#### Source ####

Crates.io Documentation License

Lightweight Axum server for real-time WiFi sensing with RuVector signal processing.

Overview

wifi-densepose-sensing-server is the operational backend for WiFi-DensePose. It receives raw CSI frames from ESP32 hardware over UDP, runs them through the RuVector-powered signal processing pipeline, and broadcasts processed sensing updates to browser clients via WebSocket. A built-in static file server hosts the sensing UI on the same port.

The crate ships both a library (wifi_densepose_sensing_server) exposing the training and inference modules, and a binary (sensing-server) that starts the full server stack.

Integrates wifi-densepose-wifiscan for multi-BSSID WiFi scanning per ADR-022 Phase 3.

Features

  • UDP CSI ingestion -- Receives ESP32 CSI frames on port 5005 and parses them into the internal CsiFrame representation.
  • Vital sign detection -- Pure-Rust FFT-based breathing rate (0.1--0.5 Hz) and heart rate (0.67--2.0 Hz) estimation from CSI amplitude time series (ADR-021).
  • RVF container -- Standalone binary container format for packaging model weights, metadata, and configuration into a single .rvf file with 64-byte aligned segments.

####

* **Stated exercise a**:
In the crate description above, condense the paragraph beginning "wifi-densepose-sensing-server is the operational backend" into a short bulleted list that keeps its main facts.

#### Task inputs ####

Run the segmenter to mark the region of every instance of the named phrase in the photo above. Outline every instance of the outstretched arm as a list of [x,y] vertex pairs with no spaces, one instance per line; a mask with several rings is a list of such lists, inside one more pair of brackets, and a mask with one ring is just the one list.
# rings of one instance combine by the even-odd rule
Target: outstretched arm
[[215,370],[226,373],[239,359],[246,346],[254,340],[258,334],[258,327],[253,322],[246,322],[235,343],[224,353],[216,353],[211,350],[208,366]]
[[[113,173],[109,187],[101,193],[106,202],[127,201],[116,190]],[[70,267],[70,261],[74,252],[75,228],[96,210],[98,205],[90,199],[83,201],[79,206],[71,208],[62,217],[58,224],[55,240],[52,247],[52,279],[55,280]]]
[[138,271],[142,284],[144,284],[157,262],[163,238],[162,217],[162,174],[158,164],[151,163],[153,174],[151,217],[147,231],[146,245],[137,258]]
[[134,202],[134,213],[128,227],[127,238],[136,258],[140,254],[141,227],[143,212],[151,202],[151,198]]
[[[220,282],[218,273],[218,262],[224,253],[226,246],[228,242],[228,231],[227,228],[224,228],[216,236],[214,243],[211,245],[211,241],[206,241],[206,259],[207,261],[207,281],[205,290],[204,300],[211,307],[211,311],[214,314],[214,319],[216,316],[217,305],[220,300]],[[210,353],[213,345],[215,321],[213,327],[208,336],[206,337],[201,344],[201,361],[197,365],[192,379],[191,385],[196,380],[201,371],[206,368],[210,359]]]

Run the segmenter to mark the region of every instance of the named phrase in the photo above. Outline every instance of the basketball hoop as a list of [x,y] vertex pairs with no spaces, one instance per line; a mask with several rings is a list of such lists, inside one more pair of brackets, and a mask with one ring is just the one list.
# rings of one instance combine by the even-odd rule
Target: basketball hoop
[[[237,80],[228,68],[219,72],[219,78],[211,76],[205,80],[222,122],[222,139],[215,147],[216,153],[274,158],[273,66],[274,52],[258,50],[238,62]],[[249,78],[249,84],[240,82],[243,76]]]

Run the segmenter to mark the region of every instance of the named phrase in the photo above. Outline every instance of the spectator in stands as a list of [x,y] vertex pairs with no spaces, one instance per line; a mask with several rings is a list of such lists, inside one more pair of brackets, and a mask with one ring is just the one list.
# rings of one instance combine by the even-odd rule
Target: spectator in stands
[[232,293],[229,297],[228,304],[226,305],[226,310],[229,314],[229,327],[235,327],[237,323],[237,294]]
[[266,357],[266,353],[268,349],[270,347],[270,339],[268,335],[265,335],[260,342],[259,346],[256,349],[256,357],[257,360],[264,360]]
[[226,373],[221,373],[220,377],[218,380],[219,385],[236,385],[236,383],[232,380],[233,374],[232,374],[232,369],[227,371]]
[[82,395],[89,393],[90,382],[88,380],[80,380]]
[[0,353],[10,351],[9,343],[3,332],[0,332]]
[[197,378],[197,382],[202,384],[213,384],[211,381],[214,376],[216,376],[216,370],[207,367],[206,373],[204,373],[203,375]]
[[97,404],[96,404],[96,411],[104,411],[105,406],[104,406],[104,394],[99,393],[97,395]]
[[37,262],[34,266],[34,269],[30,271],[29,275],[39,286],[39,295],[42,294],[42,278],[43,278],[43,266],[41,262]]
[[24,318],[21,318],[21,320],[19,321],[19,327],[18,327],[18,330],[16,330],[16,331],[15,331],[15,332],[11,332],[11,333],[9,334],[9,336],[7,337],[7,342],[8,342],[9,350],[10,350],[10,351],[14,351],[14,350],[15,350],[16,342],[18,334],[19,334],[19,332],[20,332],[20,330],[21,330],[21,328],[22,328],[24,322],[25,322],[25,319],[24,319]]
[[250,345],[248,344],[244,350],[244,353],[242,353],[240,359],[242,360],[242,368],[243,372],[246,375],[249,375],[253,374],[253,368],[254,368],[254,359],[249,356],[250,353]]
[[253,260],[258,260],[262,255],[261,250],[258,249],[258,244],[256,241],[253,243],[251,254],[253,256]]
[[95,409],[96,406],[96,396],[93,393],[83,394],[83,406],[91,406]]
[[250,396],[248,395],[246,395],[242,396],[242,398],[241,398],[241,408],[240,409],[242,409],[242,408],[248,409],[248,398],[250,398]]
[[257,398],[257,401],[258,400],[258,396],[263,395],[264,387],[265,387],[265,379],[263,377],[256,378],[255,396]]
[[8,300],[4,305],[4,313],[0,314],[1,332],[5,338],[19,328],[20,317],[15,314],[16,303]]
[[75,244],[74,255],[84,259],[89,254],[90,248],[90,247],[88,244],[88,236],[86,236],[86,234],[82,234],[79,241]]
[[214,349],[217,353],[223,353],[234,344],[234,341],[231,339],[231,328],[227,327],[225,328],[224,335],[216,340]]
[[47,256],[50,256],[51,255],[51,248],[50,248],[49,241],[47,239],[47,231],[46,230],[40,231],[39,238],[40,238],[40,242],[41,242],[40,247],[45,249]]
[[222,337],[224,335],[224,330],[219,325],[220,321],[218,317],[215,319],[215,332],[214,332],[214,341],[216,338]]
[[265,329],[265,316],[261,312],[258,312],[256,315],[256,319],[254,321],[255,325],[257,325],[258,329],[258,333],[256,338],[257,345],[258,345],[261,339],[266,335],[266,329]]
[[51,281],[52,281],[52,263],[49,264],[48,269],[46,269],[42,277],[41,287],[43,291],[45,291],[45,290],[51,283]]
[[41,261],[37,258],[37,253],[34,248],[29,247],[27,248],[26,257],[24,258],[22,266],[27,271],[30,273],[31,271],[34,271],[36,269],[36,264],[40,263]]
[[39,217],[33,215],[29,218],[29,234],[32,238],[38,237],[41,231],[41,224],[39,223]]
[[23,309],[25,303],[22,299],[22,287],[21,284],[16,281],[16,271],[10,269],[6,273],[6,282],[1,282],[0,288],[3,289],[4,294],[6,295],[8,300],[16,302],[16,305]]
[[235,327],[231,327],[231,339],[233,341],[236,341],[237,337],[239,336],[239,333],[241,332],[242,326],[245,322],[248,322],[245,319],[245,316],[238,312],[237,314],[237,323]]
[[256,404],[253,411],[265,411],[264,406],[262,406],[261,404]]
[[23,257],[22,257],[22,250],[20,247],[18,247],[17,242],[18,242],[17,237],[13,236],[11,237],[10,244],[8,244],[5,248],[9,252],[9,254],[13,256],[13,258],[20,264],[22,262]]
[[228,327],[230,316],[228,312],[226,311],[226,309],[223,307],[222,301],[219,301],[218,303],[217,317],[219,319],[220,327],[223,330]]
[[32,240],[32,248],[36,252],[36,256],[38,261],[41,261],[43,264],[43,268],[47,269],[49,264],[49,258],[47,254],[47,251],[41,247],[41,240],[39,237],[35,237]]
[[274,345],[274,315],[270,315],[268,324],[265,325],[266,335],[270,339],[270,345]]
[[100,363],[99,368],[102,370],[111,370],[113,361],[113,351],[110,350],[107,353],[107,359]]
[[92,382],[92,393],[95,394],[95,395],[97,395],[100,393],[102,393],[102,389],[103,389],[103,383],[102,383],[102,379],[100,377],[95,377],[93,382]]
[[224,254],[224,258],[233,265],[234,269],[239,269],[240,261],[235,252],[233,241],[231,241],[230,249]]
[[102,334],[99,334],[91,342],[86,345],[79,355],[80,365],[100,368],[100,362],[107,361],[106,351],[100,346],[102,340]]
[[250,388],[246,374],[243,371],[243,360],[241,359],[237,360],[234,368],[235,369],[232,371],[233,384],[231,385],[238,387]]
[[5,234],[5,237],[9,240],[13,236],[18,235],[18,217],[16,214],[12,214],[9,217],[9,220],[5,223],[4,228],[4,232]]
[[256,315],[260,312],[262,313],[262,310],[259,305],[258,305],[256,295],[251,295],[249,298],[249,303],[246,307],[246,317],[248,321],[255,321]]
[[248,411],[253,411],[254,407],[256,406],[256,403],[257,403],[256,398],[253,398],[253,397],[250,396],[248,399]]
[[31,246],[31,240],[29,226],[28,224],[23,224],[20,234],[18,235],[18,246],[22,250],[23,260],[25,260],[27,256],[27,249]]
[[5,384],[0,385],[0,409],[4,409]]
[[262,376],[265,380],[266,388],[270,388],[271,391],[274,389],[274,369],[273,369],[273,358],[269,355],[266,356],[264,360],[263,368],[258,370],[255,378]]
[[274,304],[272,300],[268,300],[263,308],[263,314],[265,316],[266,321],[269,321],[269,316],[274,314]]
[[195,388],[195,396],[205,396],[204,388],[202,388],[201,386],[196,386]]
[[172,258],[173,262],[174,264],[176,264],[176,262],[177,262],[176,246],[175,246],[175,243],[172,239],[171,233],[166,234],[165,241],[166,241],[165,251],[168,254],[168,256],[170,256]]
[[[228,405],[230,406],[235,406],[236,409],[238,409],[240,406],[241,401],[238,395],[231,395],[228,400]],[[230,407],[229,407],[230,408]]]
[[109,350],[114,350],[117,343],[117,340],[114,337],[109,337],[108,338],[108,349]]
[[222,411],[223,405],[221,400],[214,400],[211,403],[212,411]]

####

* **Stated exercise b**:
Duplicate the lines of the listing from the line with "of the spectator" to the line with "[[95,409],[96,406],[96,396],[93,393],[83,394],[83,406],[91,406]]", including both of those lines.

* **Full response a**:
- Serves as the operational backend for WiFi-DensePose
- Receives raw CSI frames from ESP32 hardware over UDP
- Runs the frames through the RuVector-powered signal processing pipeline
- Broadcasts processed sensing updates to browser clients via WebSocket
- Hosts the sensing UI on the same port through a built-in static file server

* **Full response b**:
Run the segmenter to mark the region of every instance of the named phrase in the photo above. Outline every instance of the spectator in stands as a list of [x,y] vertex pairs with no spaces, one instance per line; a mask with several rings is a list of such lists, inside one more pair of brackets, and a mask with one ring is just the one list.
# rings of one instance combine by the even-odd rule
Target: spectator in stands
[[232,293],[229,297],[228,304],[226,305],[226,310],[229,314],[229,327],[235,327],[237,323],[237,294]]
[[266,357],[266,353],[268,349],[270,347],[270,339],[268,335],[265,335],[260,342],[259,346],[256,349],[256,357],[257,360],[264,360]]
[[226,373],[221,373],[220,377],[218,380],[219,385],[236,385],[236,383],[232,380],[233,374],[232,374],[232,369],[227,371]]
[[82,395],[89,393],[90,382],[88,380],[80,380]]
[[0,353],[10,351],[9,343],[3,332],[0,332]]
[[197,378],[197,382],[202,384],[213,384],[211,381],[214,376],[216,376],[216,370],[207,367],[206,373],[204,373],[203,375]]
[[97,404],[96,404],[96,411],[104,411],[105,406],[104,406],[104,394],[99,393],[97,395]]
[[37,262],[34,266],[34,269],[30,271],[29,275],[39,286],[39,295],[42,294],[42,278],[43,278],[43,266],[41,262]]
[[24,318],[21,318],[21,320],[19,321],[19,327],[18,327],[18,330],[16,330],[16,331],[15,331],[15,332],[11,332],[11,333],[9,334],[9,336],[7,337],[7,342],[8,342],[9,350],[10,350],[10,351],[14,351],[14,350],[15,350],[16,342],[18,334],[19,334],[19,332],[20,332],[20,330],[21,330],[21,328],[22,328],[24,322],[25,322],[25,319],[24,319]]
[[250,345],[248,344],[244,350],[244,353],[242,353],[240,359],[242,360],[242,368],[243,372],[246,375],[249,375],[253,374],[253,368],[254,368],[254,359],[249,356],[250,353]]
[[253,260],[258,260],[262,255],[261,250],[258,249],[258,244],[256,241],[253,243],[251,254],[253,256]]
[[95,409],[96,406],[96,396],[93,393],[83,394],[83,406],[91,406]]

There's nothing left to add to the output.